-- Begin INFORMATION SHOWN --
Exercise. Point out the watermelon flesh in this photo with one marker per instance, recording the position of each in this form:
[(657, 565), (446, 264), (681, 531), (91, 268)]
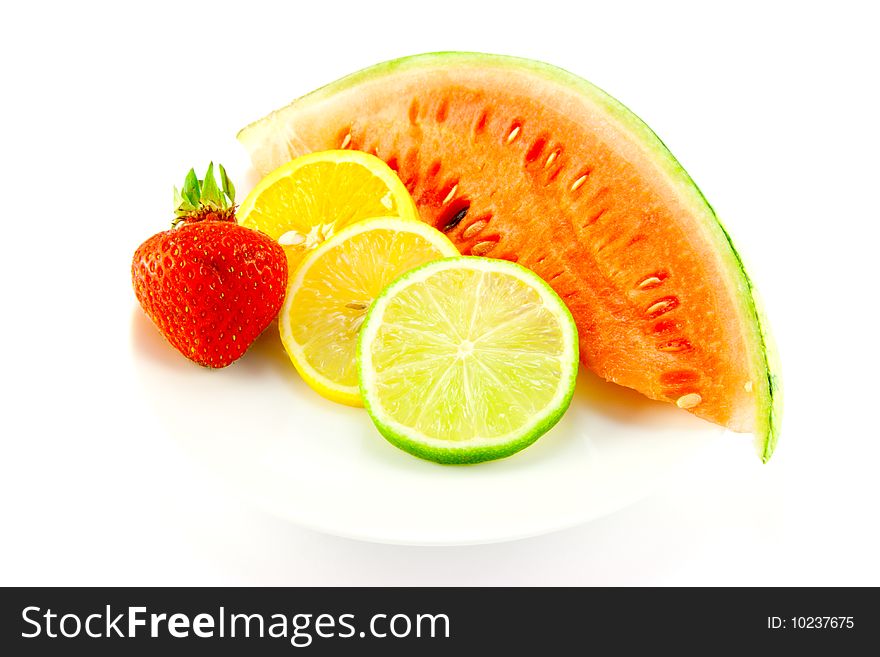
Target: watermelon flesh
[(523, 161)]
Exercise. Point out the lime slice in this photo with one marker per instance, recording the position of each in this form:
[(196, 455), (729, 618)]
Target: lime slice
[(467, 359), (329, 295), (304, 202)]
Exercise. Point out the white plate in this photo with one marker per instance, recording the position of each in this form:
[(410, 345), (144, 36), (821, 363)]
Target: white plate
[(322, 465)]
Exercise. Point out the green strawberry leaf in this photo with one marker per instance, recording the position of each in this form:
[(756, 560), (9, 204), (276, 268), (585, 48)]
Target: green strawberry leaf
[(211, 195), (228, 187), (191, 189)]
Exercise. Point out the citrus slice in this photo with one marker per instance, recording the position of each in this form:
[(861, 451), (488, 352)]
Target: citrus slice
[(330, 293), (302, 203), (467, 359)]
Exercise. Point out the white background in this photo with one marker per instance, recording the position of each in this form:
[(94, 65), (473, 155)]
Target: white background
[(772, 107)]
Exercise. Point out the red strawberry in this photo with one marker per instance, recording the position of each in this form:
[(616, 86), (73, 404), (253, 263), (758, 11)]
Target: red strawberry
[(210, 285)]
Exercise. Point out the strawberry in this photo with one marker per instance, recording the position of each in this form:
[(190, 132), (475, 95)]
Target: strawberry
[(210, 285)]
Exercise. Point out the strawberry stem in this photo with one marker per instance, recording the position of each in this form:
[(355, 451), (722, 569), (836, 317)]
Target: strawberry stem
[(202, 200)]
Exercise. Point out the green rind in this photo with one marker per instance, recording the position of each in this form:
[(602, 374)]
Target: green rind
[(770, 410), (465, 455)]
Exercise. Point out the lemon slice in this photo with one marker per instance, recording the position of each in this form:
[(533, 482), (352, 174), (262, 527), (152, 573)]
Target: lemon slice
[(330, 293), (302, 203), (467, 359)]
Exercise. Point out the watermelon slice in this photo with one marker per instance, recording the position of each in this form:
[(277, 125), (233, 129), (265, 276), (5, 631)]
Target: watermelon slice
[(523, 161)]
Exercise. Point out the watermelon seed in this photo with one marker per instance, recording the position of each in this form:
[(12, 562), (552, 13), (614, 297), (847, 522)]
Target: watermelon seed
[(688, 401), (596, 217), (652, 281), (481, 122), (482, 248), (474, 229), (443, 111), (662, 306), (456, 216), (451, 194), (536, 149), (580, 181), (677, 345)]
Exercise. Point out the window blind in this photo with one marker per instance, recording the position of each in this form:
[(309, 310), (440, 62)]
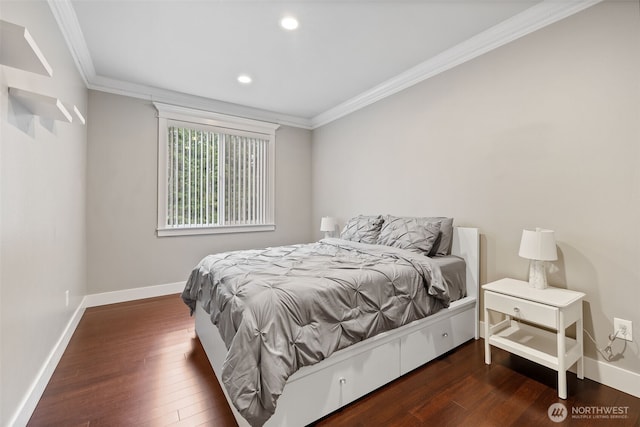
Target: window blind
-- End INFORMATION SHOWN --
_DESCRIPTION OF THE TASK_
Write out all the lines above as a JSON list of strings, one string per line, with blank lines dropped. Leave the pictures out.

_TASK ANSWER_
[
  "Exercise. Point out the watermelon flesh in this photo with one marker per instance, recording the position of each in this form:",
  "[(657, 565), (446, 264), (681, 531), (91, 268)]",
  "Target: watermelon flesh",
  "[(523, 161)]",
  "Exercise. Point out the lime slice in this photo with one marker per instance, recording the position of each in this form:",
  "[(196, 455), (729, 618)]",
  "Target: lime slice",
  "[(467, 359), (329, 295), (304, 202)]",
  "Exercise. Point out the white plate in this photo with one marker per instance, recording the position of each in this form:",
  "[(410, 345), (144, 36), (821, 363)]",
  "Target: white plate",
  "[(322, 465)]",
  "Exercise. Point out the green strawberry leaf in this photo with one marker per instance, recording the position of each in this form:",
  "[(756, 560), (9, 204), (276, 268), (585, 48)]",
  "Target: green strawberry leaf",
  "[(211, 195), (228, 187), (191, 189)]",
  "Exercise. Point out the citrus slice in this photo with one marker per instance, recording the position of each in this form:",
  "[(861, 451), (488, 352)]",
  "Target: citrus slice",
  "[(330, 293), (302, 203), (467, 359)]",
  "Exercise. Point out the white background in this photo with one marker per instance, recording the position of each in this form:",
  "[(94, 65), (473, 155)]",
  "Target: white background",
  "[(772, 107)]",
  "Exercise. Point out the red strawberry in this photo with one marker per instance, recording the position of each in this form:",
  "[(616, 86), (73, 404), (253, 263), (758, 11)]",
  "Target: red strawberry",
  "[(210, 285)]",
  "Exercise. Point out the strawberry in this photo with one marker per instance, recording the position of each in this form:",
  "[(190, 132), (475, 95)]",
  "Target: strawberry",
  "[(210, 285)]",
  "Exercise. Point out the strawberry stem in this photo with one marker per instance, recording the position of each in this form:",
  "[(355, 451), (722, 569), (836, 317)]",
  "Target: strawberry stem",
  "[(202, 200)]",
  "Exercise. Point out the green rind in this photo with one marker per instance, recording the position of each in this form:",
  "[(602, 374)]",
  "Target: green rind",
  "[(770, 410), (465, 455)]",
  "Exercise. Point out the lemon slice in this photo with one marker per instance, recording the position of each in this form:",
  "[(533, 482), (352, 174), (262, 527), (152, 573)]",
  "Target: lemon slice",
  "[(330, 293), (302, 203), (467, 359)]",
  "Exercise. Point out the watermelon slice in this photo with one marker per instance, recording the position of each in this form:",
  "[(277, 125), (233, 129), (265, 276), (5, 631)]",
  "Target: watermelon slice",
  "[(523, 161)]",
  "Exercise. Point out the watermelon seed in this photo with one marker per instance, recording the position of each in this form:",
  "[(12, 562), (552, 13), (614, 297), (847, 522)]",
  "Target: watermelon seed",
  "[(688, 401), (596, 217), (652, 281), (481, 122), (482, 248), (474, 229), (443, 111), (662, 306), (456, 216), (451, 194), (536, 149), (580, 181), (677, 345)]",
  "Exercise. Point out the window blind in this photo with one marker per instance, recording the position of each in this form:",
  "[(309, 310), (440, 62)]",
  "Target: window blind"
]